TRECHO DO DOCUMENTO →
==========

PUBLICADO NO BRASIL DE FATO
POR ANELIZE MOREIRA
O constrangimento de Fernanda (nome fictício) ao contar a sua história em um espaço público revela a dificuldade de discutir o assunto no Brasil. O aborto é parte da vida de muitas mulheres brasileiras, mas ainda é um tabu, motivo de medo, culpa e vergonha. Para além de ser um crime previsto em código penal, ainda é visto como um algo imoral e um tema proibido, tratado com viés religioso em um país laico.
Quais os caminhos do aborto legal no Brasil? Quais dificuldades que essas mulheres enfrentam para conseguir acessar os serviços públicos que oferecem os procedimentos nos casos previstos pela lei? Quais os desafios para que aconteça a descriminalização e que aborto seja pauta de política pública?
Pesquisa Nacional de Aborto realizada em 2015 pelo Instituto de Bioética, Direitos Humanos e Gênero (Anis) em parceria com a Universidade de Brasília mostrou que, naquele ano, uma em cada cinco mulheres entre 18 e 39 anos tinha realizado pelo menos um aborto – num total de quase 500 mil intervenções. Os números podem ser maiores, já que a pesquisa não abrangeu adolescentes, mulheres em áreas rurais e após os 49 anos.
Apesar disso o aborto ainda encontra obstáculos para ser encarado como uma questão de saúde pública, mesmo nas três condições permitidas pelo direito: em casos de estupro, quando há risco de vida à mulher ou anencefalia do feto.
A pesquisa mostra que quem faz aborto no Brasil majoritariamente são mulheres jovens, têm filhos e segue uma das religiões predominantes no país – são católicas, evangélicas ou espíritas.
“Eu não tive trauma, mas um alívio! Existe trauma para aquela mulher que, sem condições financeiras, vai para uma clínica clandestina e é tratada pior que um animal ou aquela que compra remédio de um, remédio de outro e nunca dá certo porque o remédio não tem procedência. Aí realmente isso traz um trauma. O tipo de atendimento define se você vai ter trauma ou não.”, diz Rebeca Mendes, primeira mulher latino-americana a recorrer à suprema corte de seu país para interromper uma gravidez não desejada.
Em dezembro faz dois anos que o Supremo Tribunal Federal (STF) negou o pedido, quando ela decidiu também realizar o procedimento na Colômbia, onde é permitido em casos de risco à saúde da mulher.
De acordo com dados do Ministério da Saúde, entre 2008 e 2017 o SUS gastou R$ 500 milhões com internações por complicações de abortos inseguros.

==========

O QUE FAZER →
Transforme em lista o parágrafo da reportagem sobre o aborto no Brasil que começa com "Pesquisa Nacional de Aborto realizada em 2015", preservando seus dados principais.

==========

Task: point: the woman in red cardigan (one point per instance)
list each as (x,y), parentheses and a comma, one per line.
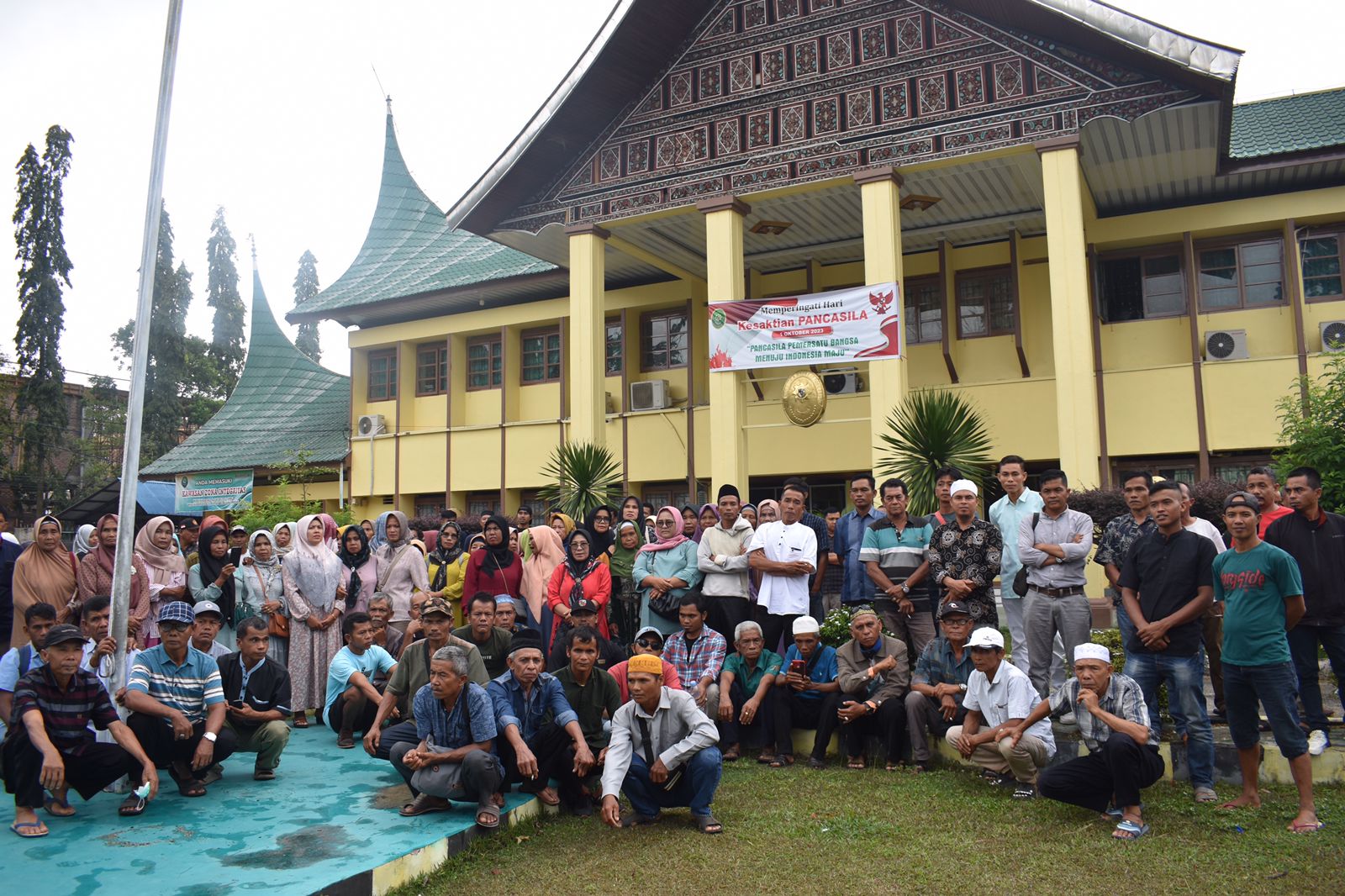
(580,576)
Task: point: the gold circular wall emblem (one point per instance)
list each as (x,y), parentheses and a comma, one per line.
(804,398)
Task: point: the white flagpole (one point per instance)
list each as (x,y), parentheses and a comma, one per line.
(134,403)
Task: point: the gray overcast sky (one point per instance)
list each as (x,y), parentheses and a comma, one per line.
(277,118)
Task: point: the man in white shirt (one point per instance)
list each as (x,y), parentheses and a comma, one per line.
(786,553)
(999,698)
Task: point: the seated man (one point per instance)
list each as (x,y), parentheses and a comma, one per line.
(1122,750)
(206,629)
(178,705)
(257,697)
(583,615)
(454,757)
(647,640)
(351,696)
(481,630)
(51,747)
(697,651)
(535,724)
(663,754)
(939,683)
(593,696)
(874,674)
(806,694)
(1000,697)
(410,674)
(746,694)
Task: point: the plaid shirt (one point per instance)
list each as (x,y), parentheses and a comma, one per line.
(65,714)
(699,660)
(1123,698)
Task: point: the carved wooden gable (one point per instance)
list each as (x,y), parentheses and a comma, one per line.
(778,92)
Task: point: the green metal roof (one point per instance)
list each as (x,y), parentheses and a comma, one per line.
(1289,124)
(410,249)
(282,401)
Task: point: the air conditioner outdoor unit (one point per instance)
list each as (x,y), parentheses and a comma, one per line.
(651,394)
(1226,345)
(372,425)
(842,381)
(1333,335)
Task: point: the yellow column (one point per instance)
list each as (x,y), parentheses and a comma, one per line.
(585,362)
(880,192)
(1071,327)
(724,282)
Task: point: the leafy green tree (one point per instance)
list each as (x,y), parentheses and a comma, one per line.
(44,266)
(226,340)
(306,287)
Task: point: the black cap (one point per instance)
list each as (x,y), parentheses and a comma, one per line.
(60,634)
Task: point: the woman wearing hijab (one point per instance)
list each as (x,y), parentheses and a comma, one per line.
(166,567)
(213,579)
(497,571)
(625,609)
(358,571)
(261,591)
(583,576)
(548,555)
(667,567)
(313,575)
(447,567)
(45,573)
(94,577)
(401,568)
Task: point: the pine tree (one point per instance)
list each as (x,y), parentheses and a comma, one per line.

==========

RESPOSTA →
- A Pesquisa Nacional de Aborto foi feita em 2015 pelo Instituto de Bioética, Direitos Humanos e Gênero (Anis), em parceria com a Universidade de Brasília.
- Naquele ano, uma em cada cinco mulheres entre 18 e 39 anos tinha feito pelo menos um aborto.
- Isso soma quase 500 mil intervenções.
- Os números podem ser maiores, pois a pesquisa não incluiu adolescentes, mulheres de áreas rurais e mulheres após os 49 anos.